== Written problem A ==
Render the entries, starting at the very first one and ending at the line that contains "(0, 65), (252, 293)", as a JSON list of strings with one string per line and no blank lines. Leave the pictures out.

== Text section ==
====

From Dramatica Unplugged
Antagonist vs. Obstacle Character
Recently a writer asked:
As I strive to understand the main character/obstacle character dynamics, I am left wondering where does the antagonist fit into this new theory of story?
I believe I understand what you are getting at with the obstacle character, but it seems that something is missing…the antagonist!
I see that the selection of antagonist is available as a character type, but I do not see where one plots out the antagonist storyline. Isn’t the Main Character/Protagonist vs Antagonist storyline just as important?
My Reply:
The characters in a story represent the facets of our minds. That’s why we call the structure of a story the Story Mind. Archetypes are our broad personality traits, while the Main Character represents our sense of self. The Obstacle (or Impact) character is that part of ourselves that plays “devil’s advocate” when we are trying to determine if we want to change our minds about a particular issue. If we do, the Main Character is convinced by the Obstacle Character’s argument and changes. If we don’t, the Main Character sticks to the old view and remains steadfast.
Protagonist and Antagonist are two of our personality traits. Protagonist represents our Initiative – our desire to change the status quo. Antagonist represents our Reticence to change, the desire to keep things as they are or return them to the way they were.

====

== Dataset entries ==

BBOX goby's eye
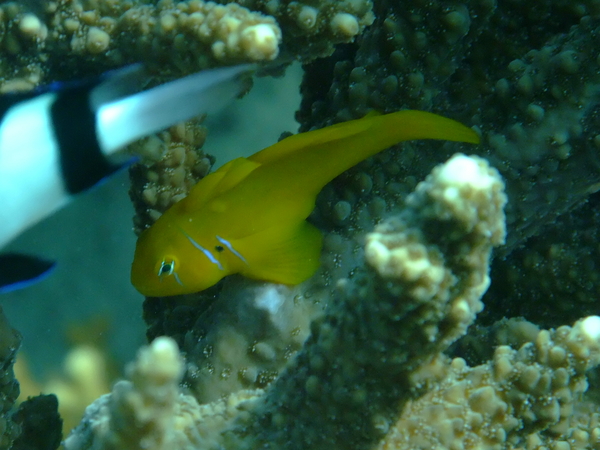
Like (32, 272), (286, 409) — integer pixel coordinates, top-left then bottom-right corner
(158, 259), (175, 277)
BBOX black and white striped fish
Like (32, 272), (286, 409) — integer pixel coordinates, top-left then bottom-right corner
(0, 65), (252, 293)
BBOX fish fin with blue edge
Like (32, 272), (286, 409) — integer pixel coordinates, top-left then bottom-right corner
(0, 253), (56, 294)
(238, 220), (323, 285)
(96, 64), (255, 156)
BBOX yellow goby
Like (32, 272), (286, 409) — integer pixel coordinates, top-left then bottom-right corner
(131, 110), (479, 297)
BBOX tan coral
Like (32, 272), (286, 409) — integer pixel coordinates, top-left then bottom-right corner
(378, 316), (600, 450)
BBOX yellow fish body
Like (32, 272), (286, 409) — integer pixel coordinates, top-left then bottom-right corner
(131, 110), (479, 297)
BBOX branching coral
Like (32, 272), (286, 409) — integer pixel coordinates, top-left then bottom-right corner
(66, 155), (506, 450)
(0, 0), (600, 450)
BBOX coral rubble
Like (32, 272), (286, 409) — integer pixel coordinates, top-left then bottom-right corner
(0, 0), (600, 450)
(65, 154), (506, 450)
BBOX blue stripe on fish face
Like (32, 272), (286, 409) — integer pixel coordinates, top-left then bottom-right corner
(50, 85), (118, 194)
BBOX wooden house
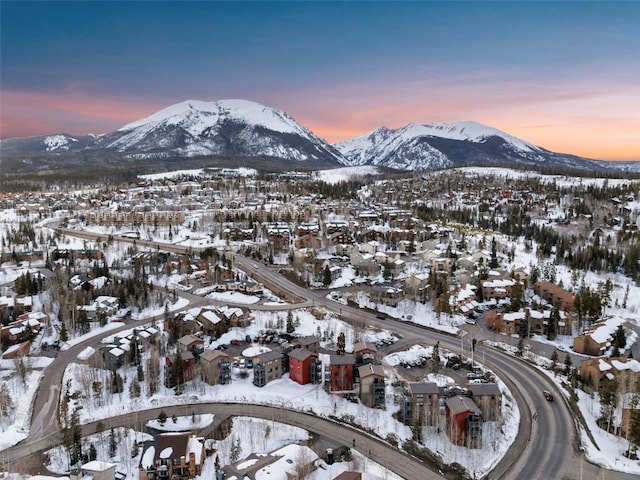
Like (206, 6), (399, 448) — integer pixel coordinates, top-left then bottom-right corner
(444, 396), (482, 448)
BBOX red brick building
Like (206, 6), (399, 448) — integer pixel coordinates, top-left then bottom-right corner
(445, 396), (482, 448)
(329, 355), (356, 392)
(289, 348), (318, 385)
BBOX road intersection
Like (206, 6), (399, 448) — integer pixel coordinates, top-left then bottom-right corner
(3, 228), (635, 480)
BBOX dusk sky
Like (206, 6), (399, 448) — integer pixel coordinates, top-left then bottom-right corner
(0, 0), (640, 160)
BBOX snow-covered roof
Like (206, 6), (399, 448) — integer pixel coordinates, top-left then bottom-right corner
(598, 358), (611, 372)
(611, 358), (640, 373)
(589, 317), (624, 343)
(82, 460), (116, 472)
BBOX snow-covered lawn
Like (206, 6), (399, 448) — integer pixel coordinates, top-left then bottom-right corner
(0, 357), (53, 450)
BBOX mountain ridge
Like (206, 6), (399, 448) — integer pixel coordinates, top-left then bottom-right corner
(0, 99), (640, 171)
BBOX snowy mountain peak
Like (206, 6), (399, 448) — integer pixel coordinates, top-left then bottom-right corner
(334, 121), (567, 170)
(118, 100), (306, 134)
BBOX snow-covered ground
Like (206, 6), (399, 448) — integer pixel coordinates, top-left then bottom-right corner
(51, 309), (519, 475)
(40, 415), (401, 480)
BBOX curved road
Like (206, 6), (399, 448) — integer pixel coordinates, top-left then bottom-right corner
(6, 228), (635, 480)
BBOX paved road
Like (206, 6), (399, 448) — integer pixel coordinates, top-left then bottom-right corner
(6, 229), (635, 480)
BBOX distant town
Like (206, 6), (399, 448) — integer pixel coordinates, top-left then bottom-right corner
(0, 167), (640, 480)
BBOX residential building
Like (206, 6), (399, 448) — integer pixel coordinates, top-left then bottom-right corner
(444, 396), (482, 448)
(534, 281), (574, 312)
(573, 316), (624, 356)
(200, 350), (231, 385)
(289, 348), (318, 385)
(358, 364), (386, 408)
(403, 382), (440, 426)
(253, 350), (282, 387)
(293, 335), (320, 354)
(329, 355), (356, 392)
(580, 357), (640, 392)
(467, 383), (502, 422)
(353, 342), (378, 365)
(139, 432), (205, 480)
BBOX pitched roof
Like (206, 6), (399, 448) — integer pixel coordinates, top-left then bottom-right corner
(467, 383), (500, 397)
(289, 348), (317, 361)
(358, 363), (385, 378)
(444, 396), (482, 415)
(329, 355), (356, 365)
(409, 382), (440, 395)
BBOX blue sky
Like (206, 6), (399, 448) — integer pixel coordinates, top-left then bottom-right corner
(0, 0), (640, 160)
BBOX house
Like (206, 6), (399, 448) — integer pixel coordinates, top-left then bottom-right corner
(102, 345), (127, 371)
(444, 396), (482, 448)
(293, 335), (320, 354)
(1, 341), (31, 360)
(573, 316), (624, 356)
(333, 471), (362, 480)
(358, 363), (386, 408)
(482, 278), (516, 300)
(253, 350), (282, 387)
(533, 281), (574, 312)
(164, 352), (195, 388)
(220, 444), (318, 480)
(80, 460), (116, 480)
(369, 285), (404, 307)
(289, 348), (318, 385)
(467, 383), (502, 422)
(403, 382), (440, 426)
(177, 334), (204, 352)
(449, 284), (479, 316)
(485, 308), (571, 335)
(139, 432), (205, 480)
(329, 355), (356, 392)
(431, 257), (451, 275)
(580, 357), (640, 391)
(402, 274), (429, 302)
(349, 252), (380, 277)
(353, 342), (378, 365)
(200, 350), (231, 385)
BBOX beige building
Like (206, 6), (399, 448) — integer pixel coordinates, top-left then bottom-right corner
(87, 210), (185, 225)
(467, 383), (502, 422)
(200, 350), (231, 385)
(358, 364), (385, 408)
(580, 357), (640, 392)
(405, 382), (440, 426)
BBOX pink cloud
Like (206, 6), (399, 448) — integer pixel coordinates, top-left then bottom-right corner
(0, 71), (640, 160)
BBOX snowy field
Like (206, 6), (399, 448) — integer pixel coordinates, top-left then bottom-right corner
(51, 304), (519, 475)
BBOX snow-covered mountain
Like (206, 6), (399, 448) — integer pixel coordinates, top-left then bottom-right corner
(0, 100), (640, 171)
(334, 122), (606, 170)
(2, 100), (345, 165)
(100, 100), (343, 164)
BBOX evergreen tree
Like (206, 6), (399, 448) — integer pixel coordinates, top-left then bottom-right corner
(489, 237), (499, 268)
(322, 265), (331, 287)
(430, 342), (441, 375)
(518, 309), (531, 339)
(547, 307), (560, 340)
(109, 428), (118, 458)
(336, 332), (346, 355)
(158, 410), (167, 425)
(564, 353), (573, 376)
(171, 349), (184, 394)
(89, 442), (98, 462)
(551, 348), (558, 370)
(287, 310), (296, 333)
(60, 322), (69, 343)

====

== Written problem B ==
Set down word for word the passage of the text on antagonist and obstacle character, starting at "I believe I" and ending at "just as important?".

== Written reply A ==
[
  "BBOX goby's eye",
  "Like (32, 272), (286, 409) — integer pixel coordinates, top-left then bottom-right corner",
  "(158, 259), (175, 277)",
  "BBOX black and white striped fish",
  "Like (32, 272), (286, 409) — integer pixel coordinates, top-left then bottom-right corner",
  "(0, 65), (252, 293)"
]

== Written reply B ==
I believe I understand what you are getting at with the obstacle character, but it seems that something is missing…the antagonist!
I see that the selection of antagonist is available as a character type, but I do not see where one plots out the antagonist storyline. Isn’t the Main Character/Protagonist vs Antagonist storyline just as important?